*** Opening Information given ***

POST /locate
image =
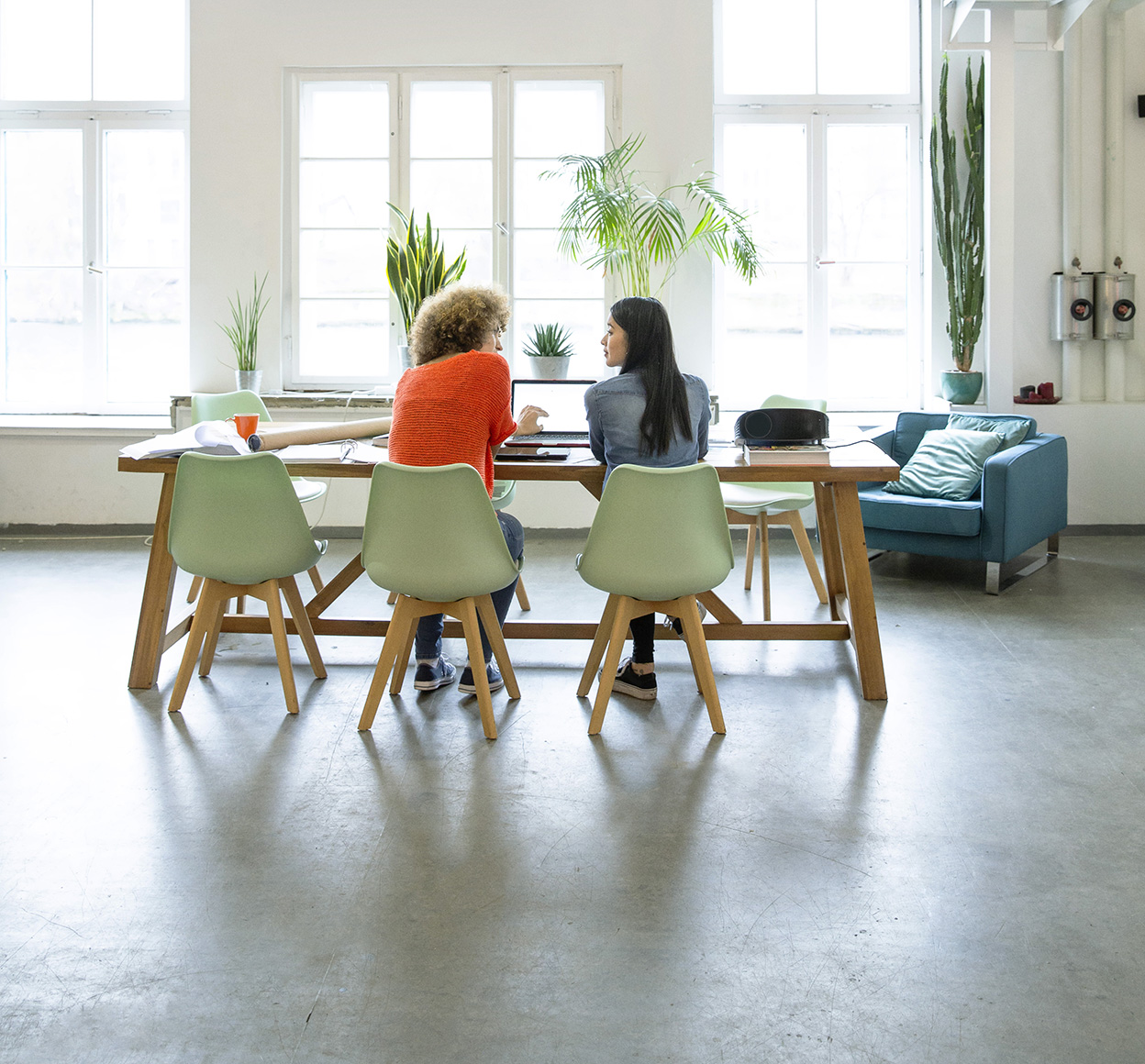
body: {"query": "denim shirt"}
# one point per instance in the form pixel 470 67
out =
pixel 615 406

*** Closing Information given ***
*** Opening Information given ***

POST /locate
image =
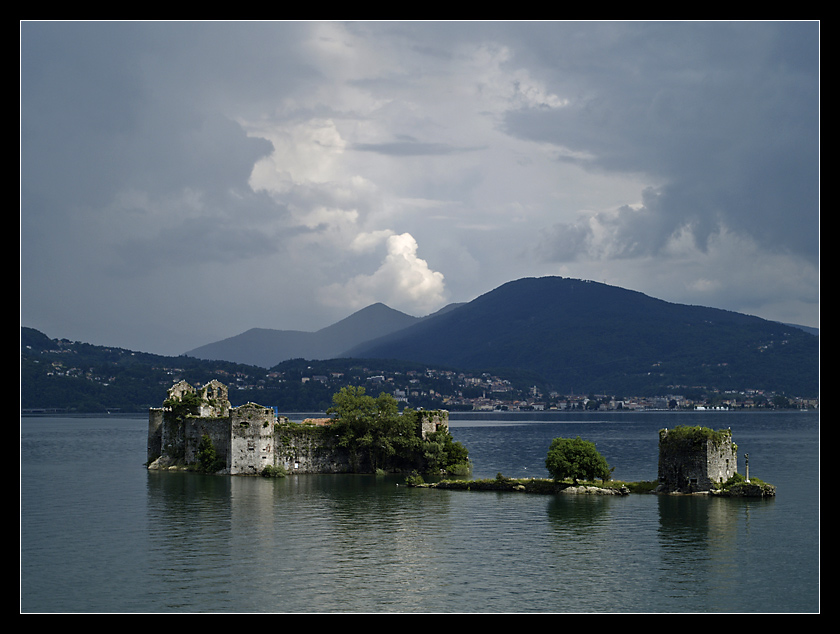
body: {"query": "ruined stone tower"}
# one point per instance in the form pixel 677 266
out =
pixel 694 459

*** Closing Information given ***
*** Opening Information given ***

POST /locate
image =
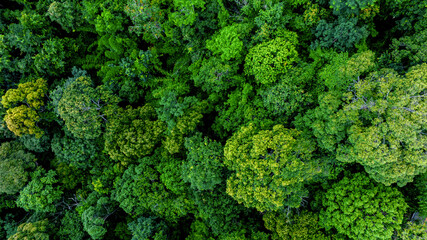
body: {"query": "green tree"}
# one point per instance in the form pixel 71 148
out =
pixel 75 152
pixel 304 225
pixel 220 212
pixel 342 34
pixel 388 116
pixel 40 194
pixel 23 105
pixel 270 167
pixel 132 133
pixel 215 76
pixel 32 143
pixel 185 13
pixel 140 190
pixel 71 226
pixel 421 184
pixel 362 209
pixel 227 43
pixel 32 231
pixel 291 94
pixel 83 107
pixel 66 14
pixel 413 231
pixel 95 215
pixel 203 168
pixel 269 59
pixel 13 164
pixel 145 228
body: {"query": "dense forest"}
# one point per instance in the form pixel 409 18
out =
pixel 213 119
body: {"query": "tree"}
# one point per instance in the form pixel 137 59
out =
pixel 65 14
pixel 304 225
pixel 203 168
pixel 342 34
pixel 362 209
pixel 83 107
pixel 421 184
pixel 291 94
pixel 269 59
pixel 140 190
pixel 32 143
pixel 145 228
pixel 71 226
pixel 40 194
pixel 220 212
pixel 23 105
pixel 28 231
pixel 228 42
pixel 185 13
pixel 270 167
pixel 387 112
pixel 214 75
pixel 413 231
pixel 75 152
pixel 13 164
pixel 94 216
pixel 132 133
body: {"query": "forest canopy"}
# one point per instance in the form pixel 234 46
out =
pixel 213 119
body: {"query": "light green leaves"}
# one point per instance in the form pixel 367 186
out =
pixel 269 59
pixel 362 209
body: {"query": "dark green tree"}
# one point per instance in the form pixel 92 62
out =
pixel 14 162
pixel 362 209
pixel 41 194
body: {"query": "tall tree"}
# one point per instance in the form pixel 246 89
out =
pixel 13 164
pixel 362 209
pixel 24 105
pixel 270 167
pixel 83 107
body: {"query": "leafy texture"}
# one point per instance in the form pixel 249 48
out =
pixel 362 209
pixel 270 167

*** Closing Information given ***

__Problem__.
From the records above, copy only the lines starting with the line that holds "# one point per instance in the form pixel 92" and going on through the line that holds "# one point per instance in the form pixel 249", exactly as written.

__Task answer__.
# one point per instance in the form pixel 92 62
out =
pixel 14 162
pixel 362 209
pixel 41 194
body: {"query": "tall tree"}
# one point per instance in the form pixel 246 89
out =
pixel 13 164
pixel 362 209
pixel 24 105
pixel 270 167
pixel 83 107
body: {"query": "leafy texture"}
# one point per instance in the form pixel 249 48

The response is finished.